* BEGIN Data to process *

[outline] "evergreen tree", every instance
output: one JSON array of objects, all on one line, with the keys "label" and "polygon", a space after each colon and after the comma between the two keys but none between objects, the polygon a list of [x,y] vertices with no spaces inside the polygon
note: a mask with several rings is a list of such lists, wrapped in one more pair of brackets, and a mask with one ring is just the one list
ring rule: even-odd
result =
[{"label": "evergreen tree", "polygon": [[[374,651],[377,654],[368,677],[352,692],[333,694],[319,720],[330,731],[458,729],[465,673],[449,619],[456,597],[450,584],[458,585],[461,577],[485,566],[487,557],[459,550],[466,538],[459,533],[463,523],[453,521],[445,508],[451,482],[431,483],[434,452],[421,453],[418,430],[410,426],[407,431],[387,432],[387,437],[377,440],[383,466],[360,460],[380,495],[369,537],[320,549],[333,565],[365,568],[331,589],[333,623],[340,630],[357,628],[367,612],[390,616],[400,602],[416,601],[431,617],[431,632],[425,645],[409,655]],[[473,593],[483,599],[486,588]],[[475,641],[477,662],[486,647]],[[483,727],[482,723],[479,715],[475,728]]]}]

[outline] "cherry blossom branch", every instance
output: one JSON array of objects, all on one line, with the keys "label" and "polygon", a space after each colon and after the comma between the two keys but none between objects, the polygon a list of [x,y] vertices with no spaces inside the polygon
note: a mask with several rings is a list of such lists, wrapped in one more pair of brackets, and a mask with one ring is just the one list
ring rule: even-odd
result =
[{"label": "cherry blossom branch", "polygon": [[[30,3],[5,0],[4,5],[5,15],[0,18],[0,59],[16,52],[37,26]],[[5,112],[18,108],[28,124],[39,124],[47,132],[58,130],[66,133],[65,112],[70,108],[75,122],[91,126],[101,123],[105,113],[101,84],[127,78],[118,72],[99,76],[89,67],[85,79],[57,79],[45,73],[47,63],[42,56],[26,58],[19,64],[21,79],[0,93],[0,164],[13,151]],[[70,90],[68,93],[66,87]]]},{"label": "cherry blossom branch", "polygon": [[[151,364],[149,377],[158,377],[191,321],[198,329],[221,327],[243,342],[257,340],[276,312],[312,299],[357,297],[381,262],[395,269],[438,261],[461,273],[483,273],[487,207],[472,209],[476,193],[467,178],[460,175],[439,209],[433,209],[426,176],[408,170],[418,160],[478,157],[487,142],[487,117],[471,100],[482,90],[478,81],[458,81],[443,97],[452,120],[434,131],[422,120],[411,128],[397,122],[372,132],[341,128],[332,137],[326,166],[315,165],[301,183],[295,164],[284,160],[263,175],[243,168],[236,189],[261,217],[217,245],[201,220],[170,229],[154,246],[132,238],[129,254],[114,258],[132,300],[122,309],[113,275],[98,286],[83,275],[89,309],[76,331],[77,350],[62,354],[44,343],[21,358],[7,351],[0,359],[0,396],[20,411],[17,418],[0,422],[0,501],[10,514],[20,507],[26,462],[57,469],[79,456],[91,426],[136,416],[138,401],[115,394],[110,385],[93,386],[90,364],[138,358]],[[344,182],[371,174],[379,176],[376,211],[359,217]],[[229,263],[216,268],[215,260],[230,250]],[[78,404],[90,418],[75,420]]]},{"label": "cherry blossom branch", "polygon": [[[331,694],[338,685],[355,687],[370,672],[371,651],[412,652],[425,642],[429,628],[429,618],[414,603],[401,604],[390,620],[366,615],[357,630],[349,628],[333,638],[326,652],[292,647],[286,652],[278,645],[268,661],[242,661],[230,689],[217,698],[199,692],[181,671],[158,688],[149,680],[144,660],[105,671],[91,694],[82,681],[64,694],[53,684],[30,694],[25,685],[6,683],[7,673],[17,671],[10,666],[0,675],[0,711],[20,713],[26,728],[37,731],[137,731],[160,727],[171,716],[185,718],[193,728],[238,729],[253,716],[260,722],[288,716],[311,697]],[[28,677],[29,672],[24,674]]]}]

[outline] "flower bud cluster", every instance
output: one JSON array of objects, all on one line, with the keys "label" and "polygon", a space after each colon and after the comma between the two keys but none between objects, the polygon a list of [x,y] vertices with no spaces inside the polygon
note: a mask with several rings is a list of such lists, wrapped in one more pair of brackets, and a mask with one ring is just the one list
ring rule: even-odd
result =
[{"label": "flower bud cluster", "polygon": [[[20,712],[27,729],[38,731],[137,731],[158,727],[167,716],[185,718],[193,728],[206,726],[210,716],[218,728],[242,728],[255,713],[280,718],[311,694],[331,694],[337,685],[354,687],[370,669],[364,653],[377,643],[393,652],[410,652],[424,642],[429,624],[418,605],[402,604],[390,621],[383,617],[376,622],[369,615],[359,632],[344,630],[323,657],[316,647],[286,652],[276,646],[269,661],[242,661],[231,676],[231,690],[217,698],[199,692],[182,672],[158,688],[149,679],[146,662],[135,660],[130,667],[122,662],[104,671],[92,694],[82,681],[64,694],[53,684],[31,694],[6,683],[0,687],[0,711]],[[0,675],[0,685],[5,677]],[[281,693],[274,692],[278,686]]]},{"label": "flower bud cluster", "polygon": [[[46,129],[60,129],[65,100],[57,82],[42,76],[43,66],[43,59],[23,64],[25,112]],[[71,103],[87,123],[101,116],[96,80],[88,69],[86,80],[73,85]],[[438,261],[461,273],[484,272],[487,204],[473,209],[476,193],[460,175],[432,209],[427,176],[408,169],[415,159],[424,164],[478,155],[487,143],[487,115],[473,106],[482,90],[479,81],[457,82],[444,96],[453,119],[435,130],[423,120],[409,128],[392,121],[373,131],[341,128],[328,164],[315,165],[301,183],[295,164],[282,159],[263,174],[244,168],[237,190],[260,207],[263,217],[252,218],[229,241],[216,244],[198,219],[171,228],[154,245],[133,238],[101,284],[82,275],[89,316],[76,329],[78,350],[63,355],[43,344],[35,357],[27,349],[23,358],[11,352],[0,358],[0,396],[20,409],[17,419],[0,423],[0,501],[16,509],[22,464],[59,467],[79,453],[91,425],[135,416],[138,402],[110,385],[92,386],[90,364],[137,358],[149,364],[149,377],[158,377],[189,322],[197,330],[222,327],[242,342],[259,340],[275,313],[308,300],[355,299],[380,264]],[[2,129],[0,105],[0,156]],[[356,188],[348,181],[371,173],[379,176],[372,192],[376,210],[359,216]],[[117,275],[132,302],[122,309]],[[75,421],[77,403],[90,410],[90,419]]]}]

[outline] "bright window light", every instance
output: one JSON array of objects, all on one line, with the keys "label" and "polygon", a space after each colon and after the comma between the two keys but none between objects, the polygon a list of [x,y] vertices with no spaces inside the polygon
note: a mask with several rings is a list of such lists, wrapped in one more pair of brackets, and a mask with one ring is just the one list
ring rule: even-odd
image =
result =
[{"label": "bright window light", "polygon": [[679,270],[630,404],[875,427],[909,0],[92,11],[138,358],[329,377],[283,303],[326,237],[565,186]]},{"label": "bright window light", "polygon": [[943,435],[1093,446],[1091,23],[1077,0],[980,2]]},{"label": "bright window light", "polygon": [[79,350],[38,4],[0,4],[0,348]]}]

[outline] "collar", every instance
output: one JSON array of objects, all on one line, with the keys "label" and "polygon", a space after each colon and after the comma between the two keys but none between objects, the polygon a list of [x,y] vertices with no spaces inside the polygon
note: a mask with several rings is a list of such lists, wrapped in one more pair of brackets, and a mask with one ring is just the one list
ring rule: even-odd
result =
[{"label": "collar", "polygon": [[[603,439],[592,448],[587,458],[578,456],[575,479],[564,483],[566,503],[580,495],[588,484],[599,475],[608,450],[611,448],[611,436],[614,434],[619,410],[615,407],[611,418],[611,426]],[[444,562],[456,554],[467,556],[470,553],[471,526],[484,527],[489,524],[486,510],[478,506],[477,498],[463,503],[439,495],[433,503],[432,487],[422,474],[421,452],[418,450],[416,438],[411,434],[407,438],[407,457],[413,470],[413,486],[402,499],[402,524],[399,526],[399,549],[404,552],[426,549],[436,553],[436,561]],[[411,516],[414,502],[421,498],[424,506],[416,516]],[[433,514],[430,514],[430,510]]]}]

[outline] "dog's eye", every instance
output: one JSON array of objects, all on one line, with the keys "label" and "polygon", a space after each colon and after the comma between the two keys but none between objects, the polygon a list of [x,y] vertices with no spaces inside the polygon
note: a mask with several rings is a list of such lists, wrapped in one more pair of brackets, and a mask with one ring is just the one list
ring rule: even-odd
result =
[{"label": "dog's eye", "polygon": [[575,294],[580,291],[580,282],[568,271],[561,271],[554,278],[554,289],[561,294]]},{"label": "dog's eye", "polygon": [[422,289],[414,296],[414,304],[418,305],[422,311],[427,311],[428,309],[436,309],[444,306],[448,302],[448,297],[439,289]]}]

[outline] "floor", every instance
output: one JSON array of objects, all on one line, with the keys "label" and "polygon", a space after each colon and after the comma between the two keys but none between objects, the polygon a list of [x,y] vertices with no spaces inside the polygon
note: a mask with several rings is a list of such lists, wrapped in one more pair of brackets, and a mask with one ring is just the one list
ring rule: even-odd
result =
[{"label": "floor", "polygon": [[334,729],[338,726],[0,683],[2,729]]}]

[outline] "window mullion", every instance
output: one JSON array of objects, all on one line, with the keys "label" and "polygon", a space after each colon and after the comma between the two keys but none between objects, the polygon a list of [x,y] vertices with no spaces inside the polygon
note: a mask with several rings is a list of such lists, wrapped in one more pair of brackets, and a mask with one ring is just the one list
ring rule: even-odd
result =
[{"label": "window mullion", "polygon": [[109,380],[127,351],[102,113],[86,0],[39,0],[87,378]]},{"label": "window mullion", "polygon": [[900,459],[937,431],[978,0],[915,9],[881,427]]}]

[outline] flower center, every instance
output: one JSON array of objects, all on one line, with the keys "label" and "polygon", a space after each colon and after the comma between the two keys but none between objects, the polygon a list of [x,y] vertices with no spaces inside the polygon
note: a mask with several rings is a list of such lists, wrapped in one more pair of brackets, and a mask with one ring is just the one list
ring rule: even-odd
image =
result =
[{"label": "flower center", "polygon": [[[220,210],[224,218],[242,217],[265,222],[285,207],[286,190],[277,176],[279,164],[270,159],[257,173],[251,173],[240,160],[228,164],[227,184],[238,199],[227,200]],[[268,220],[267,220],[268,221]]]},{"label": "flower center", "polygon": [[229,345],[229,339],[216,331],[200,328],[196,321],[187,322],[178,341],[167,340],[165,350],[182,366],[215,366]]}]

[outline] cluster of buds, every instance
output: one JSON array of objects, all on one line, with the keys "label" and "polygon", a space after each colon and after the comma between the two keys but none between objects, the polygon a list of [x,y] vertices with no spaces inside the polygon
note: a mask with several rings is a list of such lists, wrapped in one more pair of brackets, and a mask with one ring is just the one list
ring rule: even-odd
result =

* END Data to process *

## Required task
Could you recast the lines from the one containing "[outline] flower center, every instance" through the end of the items as a Markdown table with the columns Row and Line, numbering each row and leaving out blank lines?

## Right answer
| Row | Line |
|---|---|
| 1 | [outline] flower center, every instance |
| 2 | output: one JSON array of objects, all on one line, with the keys "label" and "polygon", a space after each colon and after the comma between the two keys but none between objects, the polygon a list of [x,y] vertices with no spaces inside the polygon |
| 3 | note: a mask with several rings is a list of such lists, wrapped in one more pair of brackets, and a mask with one ring is just the one list |
| 4 | ring rule: even-odd |
| 5 | image = |
| 6 | result = |
| 7 | [{"label": "flower center", "polygon": [[[220,210],[224,218],[242,217],[265,222],[285,207],[286,190],[277,176],[279,164],[270,159],[257,173],[251,173],[240,160],[228,164],[227,184],[238,199],[227,200]],[[268,220],[267,220],[268,221]]]},{"label": "flower center", "polygon": [[229,345],[229,339],[216,331],[200,328],[196,321],[187,322],[178,341],[167,340],[165,350],[182,366],[215,366]]}] |
| 8 | [outline] cluster of buds, every instance |
| 9 | output: one JSON array of objects, all on one line, with the keys "label" and "polygon", a space after each colon and after the comma between the two keys but none between objects, the polygon a list of [x,y] vertices with no spaces inside the polygon |
| 10 | note: a mask with several rings is a list of such lists, wrapped in one more pair of brackets, and a mask with one ring is just the one list |
| 11 | ring rule: even-odd |
| 12 | result = |